══ TEXT ══
BUDAPEST -- A top official in Hungary's governing party has confirmed for the first time that the government had bought spyware that was allegedly used to monitor journalists, lawyers, businesspeople, and opposition figures in dozens of countries around the world.
Lajos Kosa, the chairman of the parliament's Committee on Defense and Law Enforcement, told journalists on November 4 following a closed committee session that the Interior Ministry had bought Pegasus software produced by Israel’s NSO Group.
The company became the center of controversy after an international media consortium reported in July that its Pegasus spyware was used in attempts to hack smartphones belonging to journalists, human rights activists, business executives, and officials in some 50 countries.
Smartphones infected with Pegasus enable operators to record phone calls, access text messages, photos, e-mails, and passwords, track GPS data, and secretly activate microphones and cameras.
Kosa, a member of Prime Minister Viktor Orban’s ruling Fidesz party, said that in all cases of surveillance authorities acted legally after receiving the permission of a judge or the Justice Ministry.
═══
══ RECORDS ══
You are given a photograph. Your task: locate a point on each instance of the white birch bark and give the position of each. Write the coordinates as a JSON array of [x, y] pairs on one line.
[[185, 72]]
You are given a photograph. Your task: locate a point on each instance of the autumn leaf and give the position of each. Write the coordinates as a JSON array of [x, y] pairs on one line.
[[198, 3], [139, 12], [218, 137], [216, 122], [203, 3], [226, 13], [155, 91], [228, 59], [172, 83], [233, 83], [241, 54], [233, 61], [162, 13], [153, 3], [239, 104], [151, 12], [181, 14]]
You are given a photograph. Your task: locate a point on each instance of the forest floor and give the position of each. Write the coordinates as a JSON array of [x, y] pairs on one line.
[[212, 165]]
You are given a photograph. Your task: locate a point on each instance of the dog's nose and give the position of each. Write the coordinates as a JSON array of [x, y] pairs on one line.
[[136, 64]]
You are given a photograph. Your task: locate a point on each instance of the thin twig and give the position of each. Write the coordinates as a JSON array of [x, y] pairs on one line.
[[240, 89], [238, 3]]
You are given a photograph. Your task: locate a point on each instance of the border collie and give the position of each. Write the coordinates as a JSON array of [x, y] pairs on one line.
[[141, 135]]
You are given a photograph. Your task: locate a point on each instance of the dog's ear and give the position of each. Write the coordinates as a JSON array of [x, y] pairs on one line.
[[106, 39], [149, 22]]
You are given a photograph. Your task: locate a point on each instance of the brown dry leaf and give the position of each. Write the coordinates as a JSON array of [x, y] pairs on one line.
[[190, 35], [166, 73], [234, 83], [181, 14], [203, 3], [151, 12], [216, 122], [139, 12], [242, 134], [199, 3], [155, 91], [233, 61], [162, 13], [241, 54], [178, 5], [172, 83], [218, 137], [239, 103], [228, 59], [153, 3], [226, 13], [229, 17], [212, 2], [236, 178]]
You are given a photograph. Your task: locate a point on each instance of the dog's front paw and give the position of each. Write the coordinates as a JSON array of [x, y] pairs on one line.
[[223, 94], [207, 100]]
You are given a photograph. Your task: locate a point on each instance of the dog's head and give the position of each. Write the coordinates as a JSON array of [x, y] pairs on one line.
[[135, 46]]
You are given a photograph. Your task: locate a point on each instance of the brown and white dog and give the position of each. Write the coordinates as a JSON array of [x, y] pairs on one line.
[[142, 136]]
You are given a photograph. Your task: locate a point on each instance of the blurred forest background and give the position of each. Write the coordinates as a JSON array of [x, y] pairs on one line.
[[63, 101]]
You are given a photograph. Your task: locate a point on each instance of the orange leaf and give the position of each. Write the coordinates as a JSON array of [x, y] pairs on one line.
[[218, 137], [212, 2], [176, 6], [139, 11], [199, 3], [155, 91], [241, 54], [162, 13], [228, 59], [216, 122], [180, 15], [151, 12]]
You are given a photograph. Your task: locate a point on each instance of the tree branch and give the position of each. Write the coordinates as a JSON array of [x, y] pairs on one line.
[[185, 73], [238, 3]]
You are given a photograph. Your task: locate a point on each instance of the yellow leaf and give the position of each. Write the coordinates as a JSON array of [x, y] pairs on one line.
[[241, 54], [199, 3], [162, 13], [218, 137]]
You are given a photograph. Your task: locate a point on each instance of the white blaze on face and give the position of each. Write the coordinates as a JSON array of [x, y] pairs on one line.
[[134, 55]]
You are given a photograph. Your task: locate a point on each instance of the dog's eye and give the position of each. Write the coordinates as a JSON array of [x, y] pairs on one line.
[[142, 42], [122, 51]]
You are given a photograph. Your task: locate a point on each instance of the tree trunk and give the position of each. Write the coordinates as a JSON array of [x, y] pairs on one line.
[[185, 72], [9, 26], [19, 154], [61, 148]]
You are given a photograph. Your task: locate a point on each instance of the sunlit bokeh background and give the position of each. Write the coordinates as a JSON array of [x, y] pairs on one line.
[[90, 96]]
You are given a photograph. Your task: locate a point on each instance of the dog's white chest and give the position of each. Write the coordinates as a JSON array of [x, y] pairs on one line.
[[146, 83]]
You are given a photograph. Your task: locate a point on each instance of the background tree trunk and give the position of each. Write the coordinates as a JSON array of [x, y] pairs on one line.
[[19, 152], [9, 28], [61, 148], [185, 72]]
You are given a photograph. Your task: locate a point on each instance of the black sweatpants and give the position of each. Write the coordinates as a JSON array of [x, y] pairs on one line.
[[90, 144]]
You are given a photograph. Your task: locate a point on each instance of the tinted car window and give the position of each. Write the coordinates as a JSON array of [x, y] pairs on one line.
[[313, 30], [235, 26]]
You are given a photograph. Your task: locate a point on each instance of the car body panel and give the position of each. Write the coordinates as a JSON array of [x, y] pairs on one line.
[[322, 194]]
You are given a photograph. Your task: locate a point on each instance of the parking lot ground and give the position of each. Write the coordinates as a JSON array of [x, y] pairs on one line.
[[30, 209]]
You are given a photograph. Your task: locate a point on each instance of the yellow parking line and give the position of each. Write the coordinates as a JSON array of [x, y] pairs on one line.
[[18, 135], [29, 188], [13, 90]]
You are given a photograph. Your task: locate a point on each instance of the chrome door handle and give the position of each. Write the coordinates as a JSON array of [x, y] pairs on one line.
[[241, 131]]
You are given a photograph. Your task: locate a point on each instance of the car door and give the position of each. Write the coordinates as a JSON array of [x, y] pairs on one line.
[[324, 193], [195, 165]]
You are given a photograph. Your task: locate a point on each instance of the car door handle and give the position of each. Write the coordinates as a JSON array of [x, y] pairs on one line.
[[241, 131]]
═══
══ RECORDS ══
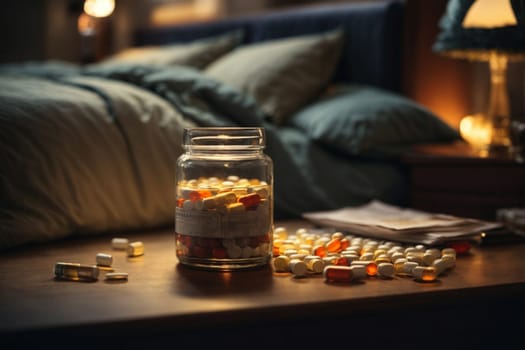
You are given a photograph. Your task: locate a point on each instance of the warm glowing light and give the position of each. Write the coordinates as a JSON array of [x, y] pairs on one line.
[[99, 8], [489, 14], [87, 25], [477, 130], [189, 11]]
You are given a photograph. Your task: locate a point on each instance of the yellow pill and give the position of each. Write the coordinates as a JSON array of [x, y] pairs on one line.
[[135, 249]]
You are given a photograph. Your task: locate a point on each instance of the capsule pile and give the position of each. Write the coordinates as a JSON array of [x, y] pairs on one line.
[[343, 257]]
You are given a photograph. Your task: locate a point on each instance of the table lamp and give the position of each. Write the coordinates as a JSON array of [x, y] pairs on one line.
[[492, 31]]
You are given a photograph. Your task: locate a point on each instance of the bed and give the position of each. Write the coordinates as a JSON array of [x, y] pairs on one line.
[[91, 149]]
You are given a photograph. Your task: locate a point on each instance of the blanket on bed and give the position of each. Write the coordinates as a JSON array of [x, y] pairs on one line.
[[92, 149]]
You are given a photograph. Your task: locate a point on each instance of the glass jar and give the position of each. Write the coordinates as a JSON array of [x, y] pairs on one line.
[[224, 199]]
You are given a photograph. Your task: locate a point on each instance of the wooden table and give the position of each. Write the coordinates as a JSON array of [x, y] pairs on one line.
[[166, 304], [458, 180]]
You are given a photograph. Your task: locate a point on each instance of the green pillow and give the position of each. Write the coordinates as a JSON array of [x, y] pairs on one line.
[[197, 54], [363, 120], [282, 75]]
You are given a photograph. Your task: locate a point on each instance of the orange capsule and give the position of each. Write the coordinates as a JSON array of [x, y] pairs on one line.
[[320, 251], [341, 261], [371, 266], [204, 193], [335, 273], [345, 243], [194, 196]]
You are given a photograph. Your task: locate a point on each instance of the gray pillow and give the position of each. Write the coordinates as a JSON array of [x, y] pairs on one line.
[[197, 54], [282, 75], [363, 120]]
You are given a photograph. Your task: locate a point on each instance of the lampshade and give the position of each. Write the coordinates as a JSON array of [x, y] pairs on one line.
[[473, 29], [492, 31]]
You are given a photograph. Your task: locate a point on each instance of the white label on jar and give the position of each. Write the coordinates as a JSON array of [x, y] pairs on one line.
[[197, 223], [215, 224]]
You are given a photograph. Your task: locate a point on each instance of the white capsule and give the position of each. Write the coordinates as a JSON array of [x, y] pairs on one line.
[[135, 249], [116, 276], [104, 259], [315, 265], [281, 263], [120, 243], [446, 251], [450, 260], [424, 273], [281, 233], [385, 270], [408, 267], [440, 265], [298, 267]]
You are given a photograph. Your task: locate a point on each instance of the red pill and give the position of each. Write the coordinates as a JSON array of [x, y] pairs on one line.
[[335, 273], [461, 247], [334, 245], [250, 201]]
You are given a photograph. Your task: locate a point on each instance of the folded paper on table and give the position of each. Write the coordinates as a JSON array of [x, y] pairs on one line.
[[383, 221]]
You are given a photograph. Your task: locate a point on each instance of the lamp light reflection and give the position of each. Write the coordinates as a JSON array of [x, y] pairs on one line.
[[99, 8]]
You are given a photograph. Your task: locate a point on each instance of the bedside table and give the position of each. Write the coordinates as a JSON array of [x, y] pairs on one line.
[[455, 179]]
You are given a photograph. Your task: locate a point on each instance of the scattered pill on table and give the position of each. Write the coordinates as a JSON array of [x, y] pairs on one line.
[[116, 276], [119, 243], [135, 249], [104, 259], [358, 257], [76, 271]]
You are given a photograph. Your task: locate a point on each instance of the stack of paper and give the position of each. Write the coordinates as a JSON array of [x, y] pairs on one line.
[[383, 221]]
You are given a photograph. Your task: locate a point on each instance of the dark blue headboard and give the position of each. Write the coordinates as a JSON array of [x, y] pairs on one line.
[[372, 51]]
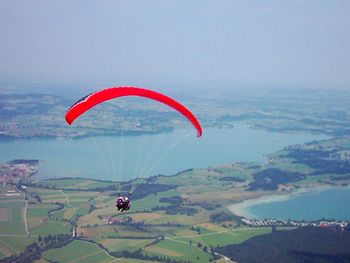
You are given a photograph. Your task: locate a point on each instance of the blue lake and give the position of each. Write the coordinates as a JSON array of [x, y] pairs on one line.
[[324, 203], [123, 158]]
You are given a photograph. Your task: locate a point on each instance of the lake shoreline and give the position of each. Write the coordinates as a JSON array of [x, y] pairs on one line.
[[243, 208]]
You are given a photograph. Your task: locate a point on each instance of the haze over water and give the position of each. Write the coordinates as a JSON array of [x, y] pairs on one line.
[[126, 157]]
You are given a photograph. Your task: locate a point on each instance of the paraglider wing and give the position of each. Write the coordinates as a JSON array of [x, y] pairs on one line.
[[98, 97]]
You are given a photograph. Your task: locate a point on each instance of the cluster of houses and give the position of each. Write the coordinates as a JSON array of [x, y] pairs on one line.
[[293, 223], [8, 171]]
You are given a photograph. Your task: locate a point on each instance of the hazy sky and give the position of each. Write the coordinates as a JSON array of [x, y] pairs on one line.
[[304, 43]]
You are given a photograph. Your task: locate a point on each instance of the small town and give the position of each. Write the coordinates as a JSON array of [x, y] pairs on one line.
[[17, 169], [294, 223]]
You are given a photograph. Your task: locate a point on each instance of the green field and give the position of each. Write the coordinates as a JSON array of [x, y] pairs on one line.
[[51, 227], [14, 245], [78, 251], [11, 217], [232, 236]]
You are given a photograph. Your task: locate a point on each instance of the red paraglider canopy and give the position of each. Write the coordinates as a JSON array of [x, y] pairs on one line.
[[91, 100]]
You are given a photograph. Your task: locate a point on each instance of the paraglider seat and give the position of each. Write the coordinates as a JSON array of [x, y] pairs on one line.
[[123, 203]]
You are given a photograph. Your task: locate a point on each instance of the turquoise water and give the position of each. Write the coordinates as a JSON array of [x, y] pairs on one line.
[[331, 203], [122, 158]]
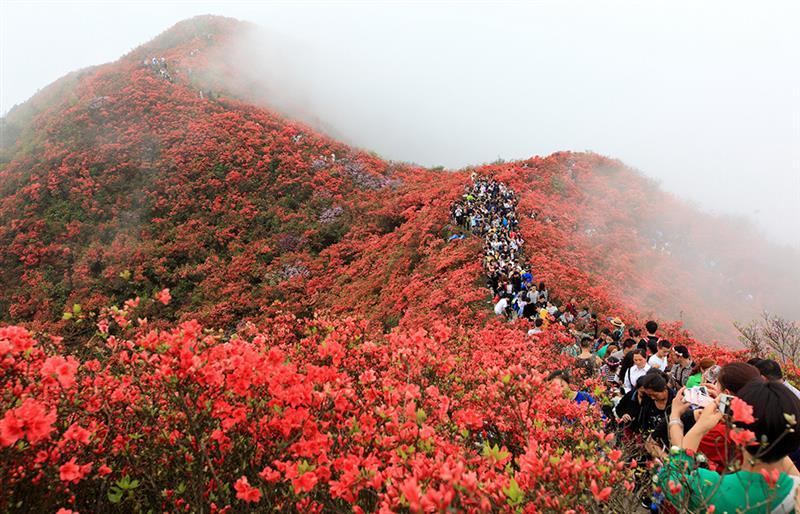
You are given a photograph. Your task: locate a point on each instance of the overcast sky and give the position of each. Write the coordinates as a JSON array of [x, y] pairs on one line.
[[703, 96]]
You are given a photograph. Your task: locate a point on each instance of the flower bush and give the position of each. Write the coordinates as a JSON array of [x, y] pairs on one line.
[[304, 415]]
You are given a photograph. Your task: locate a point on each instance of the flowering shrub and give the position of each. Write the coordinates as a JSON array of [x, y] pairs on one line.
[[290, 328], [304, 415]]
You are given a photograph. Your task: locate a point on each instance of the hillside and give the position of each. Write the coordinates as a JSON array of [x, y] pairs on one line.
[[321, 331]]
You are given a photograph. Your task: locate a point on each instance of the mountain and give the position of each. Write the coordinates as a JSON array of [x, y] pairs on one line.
═══
• **ACTIVITIES**:
1. Decide whether each statement agrees with the article on Hungary's Pegasus purchase, answering yes or no and quoting the words of the article that settle it. (a) Kosa spoke to journalists after a closed committee session. (b) The media consortium published its report in November. (c) Kosa belongs to an opposition party.
2. Extend the article on Hungary's Pegasus purchase, starting after its last sentence.
The records are separate material and have no connection to the article on Hungary's Pegasus purchase.

• **PER-TASK OUTPUTS**:
1.
(a) Yes: "told journalists on November 4 following a closed committee session"
(b) No: "an international media consortium reported in July"
(c) No: "a member of Prime Minister Viktor Orban’s ruling Fidesz party"

2.
Foreign Minister Peter Szijjarto had previously denied knowing about such data collection, joining other ruling party members in dismissing allegations that the government illegally spied on citizens.
Opposition lawmakers are demanding a probe into the use of Pegasus. They complain that the findings of two special committee sessions examining the case have been classified by the governing party until 2050.
Hungary's government is at odds with many other European Union member states over issues regarding the rule of law and democracy.
The admission comes a day after the United States put the NSO Group on a trade blacklist, saying its software was behind the “transnational repression” carried out by some foreign governments.